■ SHORT EXERCISE: Reproduce every item below line by line, with no changes.

■ THE DATA:
────────────────────────────────────────

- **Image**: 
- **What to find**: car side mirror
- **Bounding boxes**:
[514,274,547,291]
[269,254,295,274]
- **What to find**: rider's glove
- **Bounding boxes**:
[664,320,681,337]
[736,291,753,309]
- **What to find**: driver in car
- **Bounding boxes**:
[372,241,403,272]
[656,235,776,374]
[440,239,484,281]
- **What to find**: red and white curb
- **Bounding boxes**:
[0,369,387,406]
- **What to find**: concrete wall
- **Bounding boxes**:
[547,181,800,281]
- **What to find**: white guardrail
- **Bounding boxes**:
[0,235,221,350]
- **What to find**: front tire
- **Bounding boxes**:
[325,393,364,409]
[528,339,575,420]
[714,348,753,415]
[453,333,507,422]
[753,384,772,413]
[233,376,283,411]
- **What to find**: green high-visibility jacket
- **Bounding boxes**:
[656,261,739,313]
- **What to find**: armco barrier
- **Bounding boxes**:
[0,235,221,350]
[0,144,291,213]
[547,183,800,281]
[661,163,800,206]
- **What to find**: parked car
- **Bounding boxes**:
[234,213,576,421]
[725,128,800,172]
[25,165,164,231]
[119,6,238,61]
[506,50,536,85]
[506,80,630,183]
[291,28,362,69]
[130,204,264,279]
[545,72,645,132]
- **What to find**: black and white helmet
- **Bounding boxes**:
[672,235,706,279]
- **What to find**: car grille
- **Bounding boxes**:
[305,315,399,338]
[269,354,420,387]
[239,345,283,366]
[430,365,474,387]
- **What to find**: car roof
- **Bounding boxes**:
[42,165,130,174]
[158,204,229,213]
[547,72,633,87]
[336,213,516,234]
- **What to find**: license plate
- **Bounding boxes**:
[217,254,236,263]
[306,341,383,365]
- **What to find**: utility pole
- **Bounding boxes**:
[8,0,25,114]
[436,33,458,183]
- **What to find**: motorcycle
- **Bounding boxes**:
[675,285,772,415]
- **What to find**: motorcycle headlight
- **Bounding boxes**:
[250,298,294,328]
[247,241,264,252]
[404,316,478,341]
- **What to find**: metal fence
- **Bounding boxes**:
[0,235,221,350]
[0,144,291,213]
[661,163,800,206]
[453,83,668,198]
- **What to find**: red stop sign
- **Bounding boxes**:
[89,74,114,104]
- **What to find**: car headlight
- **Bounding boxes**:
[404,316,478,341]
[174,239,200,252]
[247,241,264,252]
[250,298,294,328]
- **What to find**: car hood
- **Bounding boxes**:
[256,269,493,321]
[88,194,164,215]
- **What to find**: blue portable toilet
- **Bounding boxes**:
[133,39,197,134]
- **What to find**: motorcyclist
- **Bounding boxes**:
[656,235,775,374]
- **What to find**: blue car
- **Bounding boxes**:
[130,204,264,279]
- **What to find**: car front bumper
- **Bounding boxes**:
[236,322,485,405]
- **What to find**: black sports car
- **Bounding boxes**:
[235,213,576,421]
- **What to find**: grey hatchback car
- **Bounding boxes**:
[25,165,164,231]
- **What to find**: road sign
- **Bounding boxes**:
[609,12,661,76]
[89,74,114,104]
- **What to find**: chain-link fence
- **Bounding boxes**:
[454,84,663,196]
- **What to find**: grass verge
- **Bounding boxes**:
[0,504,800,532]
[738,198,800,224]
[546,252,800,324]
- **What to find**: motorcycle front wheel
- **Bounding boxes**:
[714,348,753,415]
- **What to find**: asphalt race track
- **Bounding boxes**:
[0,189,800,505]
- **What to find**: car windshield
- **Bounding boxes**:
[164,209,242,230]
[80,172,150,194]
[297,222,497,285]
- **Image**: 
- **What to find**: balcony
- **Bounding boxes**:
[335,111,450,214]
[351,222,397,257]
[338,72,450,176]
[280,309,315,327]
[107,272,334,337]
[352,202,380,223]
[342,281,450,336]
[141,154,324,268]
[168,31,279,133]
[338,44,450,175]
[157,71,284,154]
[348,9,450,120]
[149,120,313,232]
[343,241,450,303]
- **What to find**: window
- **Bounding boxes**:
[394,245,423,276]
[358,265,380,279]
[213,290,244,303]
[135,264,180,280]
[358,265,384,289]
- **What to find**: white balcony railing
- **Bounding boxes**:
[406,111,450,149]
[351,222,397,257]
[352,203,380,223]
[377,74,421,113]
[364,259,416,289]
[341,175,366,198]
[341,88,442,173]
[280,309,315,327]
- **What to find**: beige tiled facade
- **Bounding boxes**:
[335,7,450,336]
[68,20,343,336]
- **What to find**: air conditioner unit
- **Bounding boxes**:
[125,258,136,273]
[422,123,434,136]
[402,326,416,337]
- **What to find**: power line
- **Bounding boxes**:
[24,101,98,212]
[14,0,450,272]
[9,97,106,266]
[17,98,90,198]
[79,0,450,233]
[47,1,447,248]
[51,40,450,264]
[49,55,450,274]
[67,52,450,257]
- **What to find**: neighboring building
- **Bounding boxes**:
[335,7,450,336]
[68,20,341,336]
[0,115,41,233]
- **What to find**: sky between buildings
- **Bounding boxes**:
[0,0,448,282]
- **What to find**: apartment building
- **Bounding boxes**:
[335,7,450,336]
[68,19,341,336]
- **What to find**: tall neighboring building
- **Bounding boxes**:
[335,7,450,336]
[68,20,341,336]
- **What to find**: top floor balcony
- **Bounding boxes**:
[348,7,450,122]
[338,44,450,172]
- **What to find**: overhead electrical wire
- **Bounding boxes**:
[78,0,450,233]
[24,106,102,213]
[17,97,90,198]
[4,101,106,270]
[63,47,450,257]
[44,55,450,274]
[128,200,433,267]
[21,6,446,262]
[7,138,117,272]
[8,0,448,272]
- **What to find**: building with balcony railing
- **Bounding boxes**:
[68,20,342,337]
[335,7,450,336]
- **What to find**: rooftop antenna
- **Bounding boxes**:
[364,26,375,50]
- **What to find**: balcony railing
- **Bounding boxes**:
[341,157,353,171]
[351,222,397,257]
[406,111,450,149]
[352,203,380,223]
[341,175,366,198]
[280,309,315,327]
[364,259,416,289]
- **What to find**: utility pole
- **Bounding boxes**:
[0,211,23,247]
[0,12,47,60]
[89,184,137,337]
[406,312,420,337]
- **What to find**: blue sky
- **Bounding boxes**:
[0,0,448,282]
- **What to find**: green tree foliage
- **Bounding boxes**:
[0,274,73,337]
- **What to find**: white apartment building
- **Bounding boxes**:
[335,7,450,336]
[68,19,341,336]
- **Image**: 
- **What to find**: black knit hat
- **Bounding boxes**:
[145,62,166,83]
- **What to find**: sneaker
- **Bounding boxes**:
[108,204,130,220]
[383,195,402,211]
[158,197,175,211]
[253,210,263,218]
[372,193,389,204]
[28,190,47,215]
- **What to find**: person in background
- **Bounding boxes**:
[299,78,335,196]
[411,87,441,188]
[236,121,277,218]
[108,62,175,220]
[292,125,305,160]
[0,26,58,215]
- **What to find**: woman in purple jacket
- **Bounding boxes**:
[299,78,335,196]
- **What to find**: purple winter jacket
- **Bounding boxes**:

────────────────────────────────────────

■ EXPECTED ANSWER:
- **Image**: 
- **What to find**: car side mirror
- **Bounding boxes**:
[514,274,547,291]
[269,254,295,274]
- **What to find**: rider's glove
- **Bounding boxes**:
[664,320,681,337]
[736,291,753,309]
- **What to find**: driver in car
- **Bounding boxes**:
[372,241,403,272]
[656,235,776,374]
[440,239,484,281]
- **What to find**: red and white curb
- **Bounding boxes**:
[0,369,387,406]
- **What to find**: concrete wall
- **Bounding boxes**:
[547,181,800,281]
- **What to find**: white guardrail
- **Bounding boxes**:
[0,235,221,350]
- **What to find**: front tire
- **Bounding boxes**:
[325,393,364,409]
[528,339,575,420]
[714,348,753,415]
[453,333,507,422]
[753,384,772,413]
[233,376,283,411]
- **What to find**: green high-visibility jacket
- **Bounding boxes**:
[656,261,739,313]
- **What to find**: armco barrier
- **Bounding boxes**:
[0,235,221,350]
[0,144,291,213]
[547,183,800,281]
[661,163,800,206]
- **What to find**: parked car
- **Bounding boxes**:
[234,213,576,421]
[725,128,800,172]
[25,165,164,231]
[119,6,238,61]
[506,50,536,85]
[506,80,630,183]
[291,28,362,69]
[130,204,264,279]
[545,72,645,132]
- **What to find**: black and white helmet
- **Bounding boxes**:
[672,235,706,279]
- **What to find**: car grille
- **Bounding boxes**:
[305,315,399,338]
[269,354,420,387]
[239,345,283,366]
[430,365,474,387]
- **What to find**: car roof
- **Bounding boxes**:
[42,165,130,174]
[158,204,229,213]
[547,72,633,87]
[336,213,516,234]
- **What to find**: license plate
- **Bounding boxes**:
[217,254,236,263]
[306,341,383,365]
- **What to find**: utility pole
- **Bounding boxes**:
[8,0,25,114]
[436,33,458,183]
- **What to find**: motorcycle
- **Bounding boxes**:
[675,285,772,415]
- **What to find**: motorcycle headlight
- **Bounding boxes**:
[250,298,294,328]
[247,241,264,252]
[404,316,478,341]
- **What to find**: metal fence
- **Bounding boxes**:
[0,235,221,350]
[0,144,291,213]
[661,163,800,206]
[453,83,668,198]
- **What to find**: red stop sign
- **Bounding boxes**:
[89,74,114,104]
- **What to find**: car headlight
- **Bounding boxes**:
[404,316,478,341]
[174,239,200,252]
[247,241,264,252]
[250,298,294,328]
- **What to find**: car hood
- **Bounding boxes**:
[256,269,493,321]
[88,194,164,215]
- **What to find**: blue portable toilet
- **Bounding boxes**:
[133,39,197,134]
- **What to find**: motorcyclist
- **Bounding boxes**:
[656,235,775,374]
- **What to find**: blue car
- **Bounding boxes**:
[130,204,264,279]
- **What to find**: car front bumper
- **Bounding boxes**:
[236,322,485,405]
- **What to find**: black sports car
- **Bounding boxes**:
[235,213,576,421]
- **What to find**: grey hatchback car
- **Bounding boxes**:
[25,165,164,231]
- **What to find**: road sign
- **Bounding boxes**:
[609,12,661,76]
[89,74,114,104]
- **What to find**: chain-link fence
- **Bounding boxes**:
[454,84,663,196]
- **What to find**: grass verge
- **Bounding boxes**:
[0,504,800,532]
[738,198,800,224]
[546,252,800,324]
- **What to find**: motorcycle front wheel
- **Bounding boxes**:
[714,348,753,415]
- **What to find**: asphalt race track
- **Bounding boxes**:
[0,189,800,505]
- **What to find**: car windshield
- **Bounding boxes**:
[164,209,242,230]
[80,172,150,194]
[297,222,497,285]
- **Image**: 
- **What to find**: balcony
- **Bounding boxes**:
[335,111,450,214]
[351,222,397,257]
[338,72,450,176]
[280,309,315,327]
[107,272,334,337]
[352,202,380,223]
[342,281,450,336]
[141,154,324,268]
[168,31,279,133]
[338,44,450,175]
[157,71,284,154]
[348,9,450,120]
[149,120,313,232]
[343,241,450,303]
- **What to find**: window
- **Bounding boxes**:
[394,245,423,276]
[358,265,380,279]
[213,290,244,303]
[135,264,180,280]
[358,265,384,289]
- **What to find**: white balcony railing
- **Bounding boxes**:
[406,111,450,149]
[351,222,397,257]
[352,203,380,223]
[377,74,421,113]
[364,259,416,289]
[341,175,366,198]
[341,88,442,173]
[280,309,315,327]
- **What to find**: beige tiled facade
- **Bounding boxes**:
[335,7,450,336]
[68,20,343,336]
- **What to find**: air conditioner unit
- **Bounding boxes**:
[125,258,136,273]
[422,123,434,136]
[402,326,416,337]
- **What to find**: power line
- **Bounding boxes**:
[24,101,98,212]
[14,0,450,272]
[9,97,106,266]
[17,98,90,198]
[79,0,450,233]
[47,1,447,248]
[51,40,450,264]
[49,55,450,274]
[67,52,450,257]
- **What to find**: neighboring building
- **Bounding boxes**:
[335,7,450,336]
[68,20,341,336]
[0,115,41,233]
- **What to find**: sky between buildings
- **Bounding boxes**:
[0,0,448,282]
- **What to find**: apartment building
- **Bounding boxes**:
[335,7,450,336]
[68,19,341,336]
- **What to find**: tall neighboring building
- **Bounding boxes**:
[335,7,450,336]
[68,20,341,336]
- **What to find**: top floor balcony
- **Bounding boxes**:
[348,7,450,122]
[338,44,450,172]
- **What to find**: overhead electrical wire
- **Bounding boxes**:
[78,0,450,233]
[24,106,102,213]
[17,97,90,198]
[4,101,106,270]
[63,47,450,257]
[44,55,450,274]
[128,200,433,267]
[21,6,446,262]
[7,138,117,272]
[8,0,448,272]
- **What to find**: building with balcony railing
- **Bounding boxes**:
[68,20,342,337]
[335,7,450,336]
- **What to find**: rooftop antenna
- **Bounding boxes**:
[364,26,375,50]
- **What to find**: balcony railing
- **Bounding boxes**:
[341,157,353,171]
[351,222,397,257]
[406,111,450,149]
[352,203,380,223]
[341,175,366,198]
[280,309,315,327]
[364,259,416,289]
- **What to find**: utility pole
- **Bounding boxes**:
[0,211,23,247]
[0,12,47,60]
[89,184,137,337]
[406,312,420,337]
- **What to find**: blue sky
- **Bounding boxes**:
[0,0,448,282]
- **What to find**: green tree foliage
- **Bounding boxes**:
[0,274,73,337]
- **What to find**: white apartment building
- **Bounding boxes**:
[335,7,450,336]
[68,19,341,336]
- **Image**: 
- **What to find**: black knit hat
- **Bounding boxes**:
[145,62,166,83]
- **What to find**: sneaker
- **Bounding boxes**:
[108,204,130,220]
[383,195,402,211]
[158,197,175,211]
[253,210,263,218]
[372,193,389,204]
[28,190,47,215]
- **What to find**: person in background
- **Bounding boxes**:
[299,78,335,196]
[411,87,441,188]
[236,121,277,218]
[108,62,175,220]
[292,125,305,160]
[0,26,58,215]
- **What to find**: woman in purple jacket
- **Bounding boxes**:
[299,78,335,196]
- **What to find**: purple winter jacket
- **Bounding boxes**:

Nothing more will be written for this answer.